### Tasks:
#1 In the Milestone Mo-Tel passage, which mission was the motel's three-stage bell tower modeled on?
#2 Reproduce the portion of the Milestone Mo-Tel passage between "The exterior of" and "the proposed chain.", inclusive.

### Extract provided:

☆ ☆ ☆ ☆ ☆ ☆ ☆

The original plan of the Milestone Mo-Tel was to include both bungalows and attached apartments with parking outside each unit, though some would have a private garage. Each location of the chain was to include laundry facilities, a grocery store, and a restaurant.
Each unit included an indoor bathroom with a shower, obviously a level of privacy not found at campgrounds.
The exterior of the buildings was modeled after the Spanish missions in California; the three-stage bell tower was a reflection of the Mission San Luis Rey de Francia in Oceanside.

== Business ==
The motel cost $80,000 to build in 1925 ($ in dollars). It originally charged $1.25 per night per room ($ in dollars).

The Milestone Interstate Corporation, created by Arthur Heineman and his brother Alfred, was incorporated in an attempt to seek capital from outside investors in order to build a chain of eighteen motor courts at 150 mi–200 mi intervals in response to the growth in automobile travel in California, Oregon, and Washington. At the time, this spacing would have represented a day's drive between sites. The Motel Inn (as the Milestone Mo-Tel was renamed) was intended to be the prototype for the proposed chain.

☆ ☆ ☆ ☆ ☆ ☆ ☆

### Material supplied:
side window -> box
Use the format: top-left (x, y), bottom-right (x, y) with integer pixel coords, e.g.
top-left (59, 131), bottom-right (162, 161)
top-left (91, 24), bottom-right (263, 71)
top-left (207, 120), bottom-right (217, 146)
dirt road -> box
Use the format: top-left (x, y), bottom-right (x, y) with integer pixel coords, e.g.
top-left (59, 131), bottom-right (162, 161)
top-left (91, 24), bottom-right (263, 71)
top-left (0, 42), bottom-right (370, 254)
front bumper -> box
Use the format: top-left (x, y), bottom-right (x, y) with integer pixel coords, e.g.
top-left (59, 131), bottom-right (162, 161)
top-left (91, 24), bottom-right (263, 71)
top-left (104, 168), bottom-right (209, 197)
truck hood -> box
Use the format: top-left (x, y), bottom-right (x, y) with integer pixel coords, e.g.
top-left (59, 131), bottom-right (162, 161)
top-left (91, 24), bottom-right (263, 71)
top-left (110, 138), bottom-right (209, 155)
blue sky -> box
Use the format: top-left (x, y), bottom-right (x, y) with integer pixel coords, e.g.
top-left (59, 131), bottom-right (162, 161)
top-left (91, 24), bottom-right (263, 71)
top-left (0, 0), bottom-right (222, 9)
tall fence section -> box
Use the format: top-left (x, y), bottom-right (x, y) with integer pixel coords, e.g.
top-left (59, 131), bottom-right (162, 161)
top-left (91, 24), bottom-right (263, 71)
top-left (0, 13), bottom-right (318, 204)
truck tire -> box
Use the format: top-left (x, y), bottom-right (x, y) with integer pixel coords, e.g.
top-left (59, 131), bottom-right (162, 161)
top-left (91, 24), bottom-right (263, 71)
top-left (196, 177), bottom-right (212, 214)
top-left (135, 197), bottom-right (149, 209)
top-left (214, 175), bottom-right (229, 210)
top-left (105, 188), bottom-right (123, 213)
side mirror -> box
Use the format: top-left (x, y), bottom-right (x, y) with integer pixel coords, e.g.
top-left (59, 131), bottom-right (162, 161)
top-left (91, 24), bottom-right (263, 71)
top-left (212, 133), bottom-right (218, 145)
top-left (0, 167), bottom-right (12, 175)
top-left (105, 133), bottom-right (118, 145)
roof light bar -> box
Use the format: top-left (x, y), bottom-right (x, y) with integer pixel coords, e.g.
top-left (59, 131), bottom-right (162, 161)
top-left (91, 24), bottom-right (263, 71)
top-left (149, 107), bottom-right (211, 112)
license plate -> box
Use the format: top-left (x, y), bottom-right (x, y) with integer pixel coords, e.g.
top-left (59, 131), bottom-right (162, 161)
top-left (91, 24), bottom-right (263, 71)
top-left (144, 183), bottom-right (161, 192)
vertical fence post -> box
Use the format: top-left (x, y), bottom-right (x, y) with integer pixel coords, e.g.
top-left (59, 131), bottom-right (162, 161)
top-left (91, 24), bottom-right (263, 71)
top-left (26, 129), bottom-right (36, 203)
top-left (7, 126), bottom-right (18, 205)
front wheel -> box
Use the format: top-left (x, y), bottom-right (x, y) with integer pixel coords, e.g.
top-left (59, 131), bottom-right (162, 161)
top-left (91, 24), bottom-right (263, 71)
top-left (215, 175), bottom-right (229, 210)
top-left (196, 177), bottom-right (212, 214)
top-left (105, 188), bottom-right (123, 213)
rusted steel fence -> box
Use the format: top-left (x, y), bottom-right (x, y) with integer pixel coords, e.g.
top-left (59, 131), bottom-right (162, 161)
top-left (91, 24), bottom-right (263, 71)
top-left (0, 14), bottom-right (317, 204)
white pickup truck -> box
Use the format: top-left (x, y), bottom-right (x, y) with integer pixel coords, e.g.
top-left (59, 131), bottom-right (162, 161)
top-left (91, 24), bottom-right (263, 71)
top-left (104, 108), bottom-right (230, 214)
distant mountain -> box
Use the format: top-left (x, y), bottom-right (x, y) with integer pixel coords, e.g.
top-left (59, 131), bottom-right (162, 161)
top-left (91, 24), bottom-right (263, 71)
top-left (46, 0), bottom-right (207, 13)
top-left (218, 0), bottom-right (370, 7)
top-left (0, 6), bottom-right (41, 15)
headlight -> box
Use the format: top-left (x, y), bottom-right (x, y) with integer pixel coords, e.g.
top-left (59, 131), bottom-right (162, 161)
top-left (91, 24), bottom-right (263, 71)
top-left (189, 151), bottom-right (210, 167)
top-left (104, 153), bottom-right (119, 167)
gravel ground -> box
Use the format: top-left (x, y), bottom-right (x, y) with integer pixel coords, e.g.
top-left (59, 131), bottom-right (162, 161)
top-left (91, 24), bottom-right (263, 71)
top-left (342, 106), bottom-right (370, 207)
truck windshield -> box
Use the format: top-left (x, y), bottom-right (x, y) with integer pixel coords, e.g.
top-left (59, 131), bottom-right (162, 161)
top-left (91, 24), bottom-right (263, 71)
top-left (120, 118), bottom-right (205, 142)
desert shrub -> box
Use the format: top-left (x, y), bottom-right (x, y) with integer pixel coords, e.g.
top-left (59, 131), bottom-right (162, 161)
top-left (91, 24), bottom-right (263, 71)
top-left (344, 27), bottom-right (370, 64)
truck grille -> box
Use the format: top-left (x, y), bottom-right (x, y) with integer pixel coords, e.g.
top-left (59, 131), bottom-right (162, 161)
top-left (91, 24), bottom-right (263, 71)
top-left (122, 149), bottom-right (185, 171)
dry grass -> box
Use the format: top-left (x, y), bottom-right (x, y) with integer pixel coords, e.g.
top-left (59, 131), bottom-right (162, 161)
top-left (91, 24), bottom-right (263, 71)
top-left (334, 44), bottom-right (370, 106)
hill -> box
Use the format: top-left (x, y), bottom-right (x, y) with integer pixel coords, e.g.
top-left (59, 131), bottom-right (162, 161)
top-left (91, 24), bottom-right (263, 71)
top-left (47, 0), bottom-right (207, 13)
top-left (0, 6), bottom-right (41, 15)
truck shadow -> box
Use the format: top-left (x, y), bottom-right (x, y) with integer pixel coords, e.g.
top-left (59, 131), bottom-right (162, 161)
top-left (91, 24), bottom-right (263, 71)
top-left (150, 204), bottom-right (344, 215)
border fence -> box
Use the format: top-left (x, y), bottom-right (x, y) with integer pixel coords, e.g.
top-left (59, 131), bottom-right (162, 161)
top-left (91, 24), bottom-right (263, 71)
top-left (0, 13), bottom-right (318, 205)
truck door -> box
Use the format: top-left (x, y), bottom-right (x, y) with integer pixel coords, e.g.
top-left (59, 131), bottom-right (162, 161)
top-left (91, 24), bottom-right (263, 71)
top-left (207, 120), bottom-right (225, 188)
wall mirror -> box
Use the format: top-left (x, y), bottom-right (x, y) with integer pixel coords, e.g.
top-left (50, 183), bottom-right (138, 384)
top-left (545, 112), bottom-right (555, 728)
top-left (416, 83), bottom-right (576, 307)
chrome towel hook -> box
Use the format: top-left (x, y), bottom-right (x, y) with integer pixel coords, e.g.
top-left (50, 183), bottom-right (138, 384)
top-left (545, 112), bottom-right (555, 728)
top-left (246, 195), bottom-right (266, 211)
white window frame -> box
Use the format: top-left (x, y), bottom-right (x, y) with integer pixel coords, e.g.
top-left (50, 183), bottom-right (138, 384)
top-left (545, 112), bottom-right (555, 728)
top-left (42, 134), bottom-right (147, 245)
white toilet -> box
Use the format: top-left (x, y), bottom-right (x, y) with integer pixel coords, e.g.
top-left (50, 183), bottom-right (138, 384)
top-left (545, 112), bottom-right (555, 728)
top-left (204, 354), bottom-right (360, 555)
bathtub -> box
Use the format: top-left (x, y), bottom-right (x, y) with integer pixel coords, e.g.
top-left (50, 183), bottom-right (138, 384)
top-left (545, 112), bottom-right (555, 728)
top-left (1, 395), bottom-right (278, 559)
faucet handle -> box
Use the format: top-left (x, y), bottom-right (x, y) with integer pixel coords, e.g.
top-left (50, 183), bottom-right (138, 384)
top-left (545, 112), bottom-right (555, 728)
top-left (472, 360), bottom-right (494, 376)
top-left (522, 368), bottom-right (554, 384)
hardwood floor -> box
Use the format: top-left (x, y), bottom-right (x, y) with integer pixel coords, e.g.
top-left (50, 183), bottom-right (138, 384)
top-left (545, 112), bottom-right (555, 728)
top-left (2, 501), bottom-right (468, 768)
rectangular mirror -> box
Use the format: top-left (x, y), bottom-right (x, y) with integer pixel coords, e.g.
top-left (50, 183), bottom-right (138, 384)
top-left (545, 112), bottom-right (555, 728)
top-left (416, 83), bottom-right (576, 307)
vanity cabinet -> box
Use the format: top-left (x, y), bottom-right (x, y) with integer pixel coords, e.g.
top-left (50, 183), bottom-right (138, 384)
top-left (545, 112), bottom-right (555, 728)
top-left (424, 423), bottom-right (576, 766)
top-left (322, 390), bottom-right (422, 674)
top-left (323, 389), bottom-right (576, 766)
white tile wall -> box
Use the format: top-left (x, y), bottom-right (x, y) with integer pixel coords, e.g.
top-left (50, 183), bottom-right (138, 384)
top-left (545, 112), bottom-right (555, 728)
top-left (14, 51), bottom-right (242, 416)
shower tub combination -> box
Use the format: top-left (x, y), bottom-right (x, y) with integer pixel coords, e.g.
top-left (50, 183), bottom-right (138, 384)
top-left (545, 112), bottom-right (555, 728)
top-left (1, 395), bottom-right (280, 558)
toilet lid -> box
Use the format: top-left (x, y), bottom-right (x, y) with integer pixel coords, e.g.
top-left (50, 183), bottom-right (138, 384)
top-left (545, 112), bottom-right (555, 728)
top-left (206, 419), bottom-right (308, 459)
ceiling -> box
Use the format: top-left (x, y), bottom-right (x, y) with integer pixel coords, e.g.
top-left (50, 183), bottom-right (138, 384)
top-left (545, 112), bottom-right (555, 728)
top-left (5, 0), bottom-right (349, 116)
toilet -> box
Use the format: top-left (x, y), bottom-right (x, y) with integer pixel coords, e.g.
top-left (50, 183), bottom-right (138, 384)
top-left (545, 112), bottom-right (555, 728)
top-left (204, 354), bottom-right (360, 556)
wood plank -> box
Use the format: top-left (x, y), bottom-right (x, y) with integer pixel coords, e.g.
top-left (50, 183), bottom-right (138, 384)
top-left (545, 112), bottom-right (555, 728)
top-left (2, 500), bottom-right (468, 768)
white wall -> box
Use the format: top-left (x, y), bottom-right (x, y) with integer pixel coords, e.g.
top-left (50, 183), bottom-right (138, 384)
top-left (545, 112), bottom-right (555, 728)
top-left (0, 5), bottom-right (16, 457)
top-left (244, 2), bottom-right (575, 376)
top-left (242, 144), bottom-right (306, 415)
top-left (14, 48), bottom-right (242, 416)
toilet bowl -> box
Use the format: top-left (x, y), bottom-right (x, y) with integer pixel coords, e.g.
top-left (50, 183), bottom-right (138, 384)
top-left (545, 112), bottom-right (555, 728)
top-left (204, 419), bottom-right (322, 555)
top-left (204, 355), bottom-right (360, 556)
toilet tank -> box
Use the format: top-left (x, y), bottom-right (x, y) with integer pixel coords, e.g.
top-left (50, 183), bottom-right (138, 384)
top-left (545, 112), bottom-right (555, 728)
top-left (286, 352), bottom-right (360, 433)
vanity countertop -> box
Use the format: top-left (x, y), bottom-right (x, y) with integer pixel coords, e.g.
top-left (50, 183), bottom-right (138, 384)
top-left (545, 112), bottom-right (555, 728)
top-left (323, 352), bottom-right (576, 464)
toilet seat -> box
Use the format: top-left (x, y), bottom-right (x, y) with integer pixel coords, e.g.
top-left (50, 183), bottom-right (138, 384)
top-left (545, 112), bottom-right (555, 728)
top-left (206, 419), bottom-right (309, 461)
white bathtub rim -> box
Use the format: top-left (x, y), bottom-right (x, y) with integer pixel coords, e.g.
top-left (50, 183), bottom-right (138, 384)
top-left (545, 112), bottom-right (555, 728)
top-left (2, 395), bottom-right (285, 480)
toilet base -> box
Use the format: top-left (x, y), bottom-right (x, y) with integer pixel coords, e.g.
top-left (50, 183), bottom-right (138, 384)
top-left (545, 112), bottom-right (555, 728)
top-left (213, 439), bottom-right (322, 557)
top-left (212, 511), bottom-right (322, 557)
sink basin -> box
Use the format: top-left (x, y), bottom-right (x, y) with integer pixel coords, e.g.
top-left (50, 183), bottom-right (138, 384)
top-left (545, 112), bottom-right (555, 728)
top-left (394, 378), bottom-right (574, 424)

☆ ☆ ☆ ☆ ☆ ☆ ☆

### Answers given:
#1 The Mission San Luis Rey de Francia in Oceanside.

#2
The exterior of the buildings was modeled after the Spanish missions in California; the three-stage bell tower was a reflection of the Mission San Luis Rey de Francia in Oceanside.

== Business ==
The motel cost $80,000 to build in 1925 ($ in dollars). It originally charged $1.25 per night per room ($ in dollars).

The Milestone Interstate Corporation, created by Arthur Heineman and his brother Alfred, was incorporated in an attempt to seek capital from outside investors in order to build a chain of eighteen motor courts at 150 mi–200 mi intervals in response to the growth in automobile travel in California, Oregon, and Washington. At the time, this spacing would have represented a day's drive between sites. The Motel Inn (as the Milestone Mo-Tel was renamed) was intended to be the prototype for the proposed chain.